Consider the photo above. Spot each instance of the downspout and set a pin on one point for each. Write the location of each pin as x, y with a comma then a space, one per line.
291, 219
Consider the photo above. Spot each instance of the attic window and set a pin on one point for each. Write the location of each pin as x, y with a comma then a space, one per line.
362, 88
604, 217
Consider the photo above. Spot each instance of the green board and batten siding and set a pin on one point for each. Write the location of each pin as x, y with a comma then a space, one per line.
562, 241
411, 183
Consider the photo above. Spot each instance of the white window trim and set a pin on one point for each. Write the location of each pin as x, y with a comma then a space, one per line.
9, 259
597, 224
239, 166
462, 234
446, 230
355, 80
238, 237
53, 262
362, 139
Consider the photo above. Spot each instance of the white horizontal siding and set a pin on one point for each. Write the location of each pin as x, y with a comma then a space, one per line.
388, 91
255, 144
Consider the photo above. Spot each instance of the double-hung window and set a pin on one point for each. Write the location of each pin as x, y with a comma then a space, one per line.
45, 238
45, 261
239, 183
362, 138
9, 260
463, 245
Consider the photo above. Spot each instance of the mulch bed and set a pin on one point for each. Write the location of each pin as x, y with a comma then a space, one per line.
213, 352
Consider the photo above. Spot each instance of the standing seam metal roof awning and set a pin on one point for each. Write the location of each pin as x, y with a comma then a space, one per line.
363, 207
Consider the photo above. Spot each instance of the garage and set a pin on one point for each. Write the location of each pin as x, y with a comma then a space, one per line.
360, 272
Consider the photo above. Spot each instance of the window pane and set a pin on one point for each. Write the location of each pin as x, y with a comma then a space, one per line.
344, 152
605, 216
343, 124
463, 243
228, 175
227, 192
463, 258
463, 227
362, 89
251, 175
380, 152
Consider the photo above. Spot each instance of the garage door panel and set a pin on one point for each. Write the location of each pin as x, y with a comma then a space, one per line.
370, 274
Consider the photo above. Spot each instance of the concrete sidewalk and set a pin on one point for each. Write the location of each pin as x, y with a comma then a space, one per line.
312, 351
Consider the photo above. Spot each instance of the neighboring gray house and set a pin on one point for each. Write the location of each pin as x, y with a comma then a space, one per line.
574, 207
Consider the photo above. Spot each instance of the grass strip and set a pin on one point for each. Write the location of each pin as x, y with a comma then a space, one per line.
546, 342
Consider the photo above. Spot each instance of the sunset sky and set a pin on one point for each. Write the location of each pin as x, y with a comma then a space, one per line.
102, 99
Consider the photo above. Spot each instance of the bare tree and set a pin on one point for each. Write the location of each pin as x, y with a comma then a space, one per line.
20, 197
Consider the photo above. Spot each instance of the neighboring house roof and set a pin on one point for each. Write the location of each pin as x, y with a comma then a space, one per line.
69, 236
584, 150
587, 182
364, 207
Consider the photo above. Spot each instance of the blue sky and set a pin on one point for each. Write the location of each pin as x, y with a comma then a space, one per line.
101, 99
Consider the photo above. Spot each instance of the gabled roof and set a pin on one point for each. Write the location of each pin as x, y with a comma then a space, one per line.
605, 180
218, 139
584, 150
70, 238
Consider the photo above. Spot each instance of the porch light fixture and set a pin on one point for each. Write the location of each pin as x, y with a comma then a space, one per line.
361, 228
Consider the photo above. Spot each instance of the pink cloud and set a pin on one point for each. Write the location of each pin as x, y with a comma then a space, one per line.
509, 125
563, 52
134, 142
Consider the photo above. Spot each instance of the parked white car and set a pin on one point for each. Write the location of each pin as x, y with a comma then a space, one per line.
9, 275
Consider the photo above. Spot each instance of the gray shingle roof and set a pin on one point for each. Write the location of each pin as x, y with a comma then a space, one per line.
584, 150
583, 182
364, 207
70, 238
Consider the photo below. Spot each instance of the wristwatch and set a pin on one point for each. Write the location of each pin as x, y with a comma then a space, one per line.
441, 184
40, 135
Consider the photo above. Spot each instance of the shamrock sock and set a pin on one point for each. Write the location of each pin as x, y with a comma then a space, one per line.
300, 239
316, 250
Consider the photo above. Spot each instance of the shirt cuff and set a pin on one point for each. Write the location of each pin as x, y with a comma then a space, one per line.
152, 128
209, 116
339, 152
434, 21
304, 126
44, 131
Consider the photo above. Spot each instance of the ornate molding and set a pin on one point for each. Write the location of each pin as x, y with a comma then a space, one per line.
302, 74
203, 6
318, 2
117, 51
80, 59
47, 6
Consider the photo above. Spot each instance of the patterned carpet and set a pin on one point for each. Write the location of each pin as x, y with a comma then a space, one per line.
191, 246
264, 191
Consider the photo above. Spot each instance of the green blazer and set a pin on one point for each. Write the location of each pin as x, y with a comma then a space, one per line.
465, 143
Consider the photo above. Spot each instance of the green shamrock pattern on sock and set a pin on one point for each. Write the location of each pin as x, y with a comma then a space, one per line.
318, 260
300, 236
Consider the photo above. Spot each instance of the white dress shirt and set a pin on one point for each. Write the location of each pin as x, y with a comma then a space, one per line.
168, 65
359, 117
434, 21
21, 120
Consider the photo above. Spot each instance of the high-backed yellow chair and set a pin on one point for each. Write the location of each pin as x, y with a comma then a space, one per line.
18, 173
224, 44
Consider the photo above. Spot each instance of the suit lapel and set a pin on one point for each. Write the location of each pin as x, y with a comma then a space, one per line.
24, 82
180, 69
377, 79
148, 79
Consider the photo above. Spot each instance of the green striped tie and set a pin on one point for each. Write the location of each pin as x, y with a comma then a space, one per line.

______________________________

[WORK TO COMPLETE]
Reproduce exactly the final stretch of the listing, starting at the line that contains "Consider the photo above. Spot each instance of the suit" and ending with the last line.

[PROBLEM SOLUTION]
Consider the photo above. Spot each instance of the suit lapel and set a pin on one point for each. Write the location of each pin as x, y with a comma then a space, one per line.
24, 82
180, 69
377, 79
148, 79
Consider the photo above. Spot each instance of the green striped tie and set a pin on one point for each. Write the location of each pin as x, y with a comma then a space, one per line.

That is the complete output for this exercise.